### WRITTEN INSTRUCTION
Could you rescale the data below by writing out every line again, with each answer coordinate multiplied by 0.95 and rounded to a whole number (halves rounded up), the sample coordinates left unchanged, and the pictures left out?
++++ EXERCISE INPUT ++++
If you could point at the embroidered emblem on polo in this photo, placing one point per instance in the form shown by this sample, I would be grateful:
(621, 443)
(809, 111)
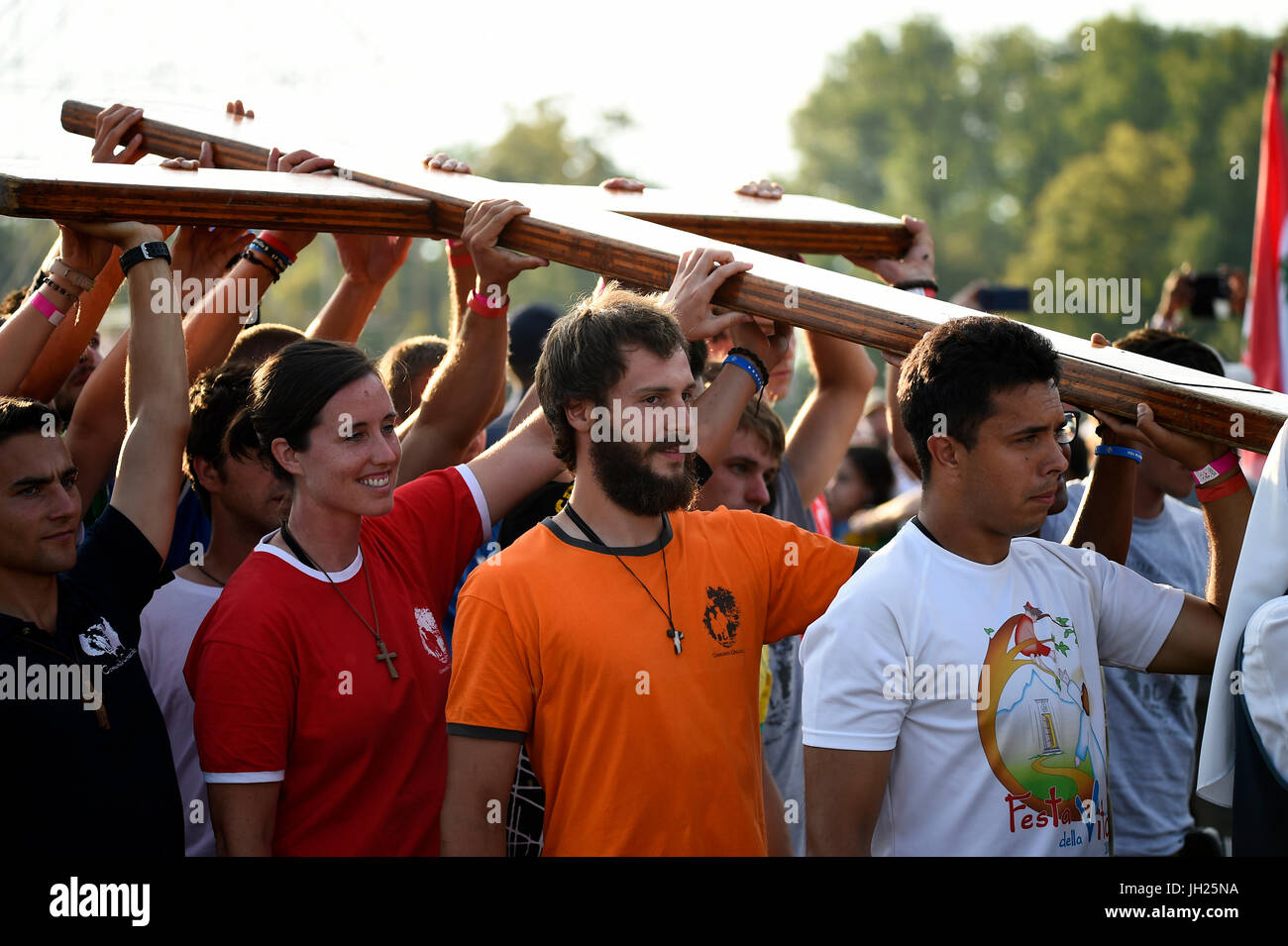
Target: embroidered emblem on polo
(101, 640)
(430, 637)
++++
### RESPONSE TO THIS TASK
If you could point at the embroidered emblem on polo in this photo, placing one point per instance in the form shown by this sample, I would be grateful:
(621, 443)
(809, 111)
Target: embroidered emblem on polo
(96, 608)
(409, 605)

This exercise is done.